[DOCUMENT SEGMENT]
----
While sitting in my back yard last night, I saw a shooting star, and my bride suggested it might be a good subject for a column. As always, I agree with my wife, so let’s have at it.
This subject goes along pretty nicely with the recent columns about the moon, and even has a considerable amount to do with the elements and that we are all made of the good Dr. Sagan’s “star stuff”.

A meteor entering the atmosphere, as seen from the International Space Station. Image credit: NASA
A “shooting star” is what we see when little (and sometimes not so little) bits of cosmic debris enter our atmosphere and burn up due to the friction they encounter as they pass through the air at the very high speeds at which they travel. The proper name for a shooting star is “meteor”. If the meteor is large enough that some of it survives its fiery passage through the atmosphere and hits the ground, it is referred to as a “meteorite”. If you’ve ever been to see the gigantic “Meteor Crater” in the desert outside Winslow, Arizona, you have seen the result of the impact of a fairly large (house-sized) meteorite made primarily of iron and nickel with the ground. It should be called “Meteorite Crater”, but that’s probably not going to happen. About 50,000 years ago, this meteorite hit the ground going about 8 miles per second, leaving a crater about 4000 feet in diameter. Today, it is about 560 feet deep and the rim of the crater rises about 150 feet above the surrounding ground level. It was originally about 100 feet deeper with the rim about 50 or 75 feet higher, but erosion by wind and rain have worn down the rim and caused some sediment to accumulate in the bowl of the crater. The impact was so powerful that most of the meteorite was vaporized when it hit, and some of the soil and rock on the ground were fused into a grainy, sandstone-like rock. I have a little piece of it.
The Arizona crater is still there to see (and you should see it, if you ever get out to Arizona, along with the Grand Canyon, the Petrified Forest and the Painted Desert) because it’s in a fairly dry location, where wind and water haven’t had much time to erode it away. The Earth has been pummeled with thousands of similar impacts since its formation four-and-a-half billion years ago, but the erosion has erased most of the craters. Without erosion, the surface of the Earth would be almost as pockmarked and cratered as that of the Moon.
----
[WHAT TO DO]
1. In the column on shooting stars, what is a shorter version of the paragraph beginning "The Arizona crater is still there to see"? Keep its main facts.
2. According to the column on shooting stars, why is the Arizona crater still visible today? Answer in one to three sentences.
3. In the column on shooting stars, how fast was the meteorite traveling when it struck the ground in Arizona?
----
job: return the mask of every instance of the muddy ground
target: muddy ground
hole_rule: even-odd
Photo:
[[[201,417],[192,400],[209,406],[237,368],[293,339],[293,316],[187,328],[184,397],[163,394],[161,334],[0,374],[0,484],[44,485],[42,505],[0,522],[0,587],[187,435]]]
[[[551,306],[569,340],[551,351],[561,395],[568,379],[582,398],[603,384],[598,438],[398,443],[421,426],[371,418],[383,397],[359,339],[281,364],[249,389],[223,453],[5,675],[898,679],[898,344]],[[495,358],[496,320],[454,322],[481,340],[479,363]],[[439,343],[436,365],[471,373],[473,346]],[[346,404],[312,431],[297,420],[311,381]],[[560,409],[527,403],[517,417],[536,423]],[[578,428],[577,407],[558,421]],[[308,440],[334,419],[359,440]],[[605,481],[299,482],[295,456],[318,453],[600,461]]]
----
[ANSWERS]
1. The Arizona crater can still be seen because it lies in a dry place where wind and water have had little time to erode it. Since forming four and a half billion years ago, Earth has taken thousands of similar impacts, but erosion has erased most of the craters. Without erosion, Earth's surface would be nearly as cratered as the Moon's.

2. The crater lies in a fairly dry location, so wind and water haven't had much time to erode it away. Elsewhere on Earth, erosion has erased most impact craters.

3. About 8 miles per second.